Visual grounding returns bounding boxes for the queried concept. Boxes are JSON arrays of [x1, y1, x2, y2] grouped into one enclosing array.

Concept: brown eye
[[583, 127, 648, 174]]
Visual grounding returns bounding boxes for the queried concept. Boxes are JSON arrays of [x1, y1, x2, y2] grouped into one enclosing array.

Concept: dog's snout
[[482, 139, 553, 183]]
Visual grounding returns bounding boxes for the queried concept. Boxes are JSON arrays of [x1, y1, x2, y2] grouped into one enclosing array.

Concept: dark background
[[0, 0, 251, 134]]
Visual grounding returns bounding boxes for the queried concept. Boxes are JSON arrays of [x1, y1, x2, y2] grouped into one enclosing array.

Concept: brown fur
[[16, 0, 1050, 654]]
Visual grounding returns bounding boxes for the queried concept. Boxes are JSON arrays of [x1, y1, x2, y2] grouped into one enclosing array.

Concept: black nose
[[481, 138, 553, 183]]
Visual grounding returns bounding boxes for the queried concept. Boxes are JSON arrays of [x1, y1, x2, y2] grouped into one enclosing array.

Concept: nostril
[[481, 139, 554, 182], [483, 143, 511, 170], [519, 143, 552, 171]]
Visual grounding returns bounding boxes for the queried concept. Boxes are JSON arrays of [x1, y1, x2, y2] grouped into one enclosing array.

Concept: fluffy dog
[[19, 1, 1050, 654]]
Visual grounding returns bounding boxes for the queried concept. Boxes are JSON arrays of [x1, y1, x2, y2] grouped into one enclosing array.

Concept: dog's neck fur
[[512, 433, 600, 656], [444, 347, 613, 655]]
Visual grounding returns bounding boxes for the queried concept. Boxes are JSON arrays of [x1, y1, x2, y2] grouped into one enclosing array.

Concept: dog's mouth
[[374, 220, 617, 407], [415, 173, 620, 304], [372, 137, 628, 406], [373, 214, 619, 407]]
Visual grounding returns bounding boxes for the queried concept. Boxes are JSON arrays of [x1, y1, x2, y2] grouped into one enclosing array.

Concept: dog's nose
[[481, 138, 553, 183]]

**PROBLEM REQUIREMENTS:**
Give back the whole listing exactly.

**YOUR RESPONSE:**
Visual grounding returns bounding boxes for the queried concept. Boxes are JSON arrays of [x1, y1, x2, y2] grouped into one enclosing array.

Concept: brown eye
[[583, 127, 648, 174]]
Visual grounding returns bounding boxes for the queried concept. Boxes are JSON arrays of [x1, y1, x2, y2] grouped into one enclosing array.

Concept: dog's snout
[[482, 139, 553, 183]]
Visual grounding returns bounding boxes for the queried concept. Boxes are JSON arrays of [x1, y1, x2, y2] grouped into one enclosing array.

Concept: dark background
[[0, 0, 251, 134]]
Visual grounding returns bounding boxes for the queried concept. Boxes are JSON arrays of [x1, y1, x2, y2] grouped into one enclosing array.

Concept: brown fur
[[16, 0, 1050, 654]]
Visual grounding returns bounding boxes for the queried concept. Boxes are JSON arrays of [x1, y1, x2, y2] grouped into one enclosing array.

Concept: black nose
[[481, 138, 553, 183]]
Visual grounding returns bounding boxes for the queried concept. Boxes are JSON arrays of [x1, y1, x2, y2] grouped into one enclosing array.

Concept: nostril
[[481, 139, 554, 182], [483, 143, 511, 170], [519, 143, 552, 171]]
Visual grounding returns bounding boxes for the queried concept. Boxes are JSON arrays of [x1, y1, x2, y2] grouped into one enclosing array.

Concept: fluffy dog
[[19, 1, 1050, 654]]
Visual grounding returns bounding boxes for the queried concept. Boxes are JSON arrays of [x1, y1, x2, y2] grouped into one enclosing array.

Concept: dog's neck fur
[[512, 433, 600, 656], [444, 347, 613, 655]]
Visual grounding returns bounding boxes for the queried concept. Boxes are JSON arrays of [x1, y1, x2, y2] grouped into one enclosing array.

Concept: dog's mouth
[[374, 220, 617, 407], [415, 173, 620, 304], [372, 137, 628, 406], [373, 214, 619, 407]]
Visual grounding returns bounding boxes for the queried concept. Boxes are JSON arrays of [x1, y1, x2, y2] grouped into one enclosing array.

Concept: dog's nose
[[481, 138, 553, 183]]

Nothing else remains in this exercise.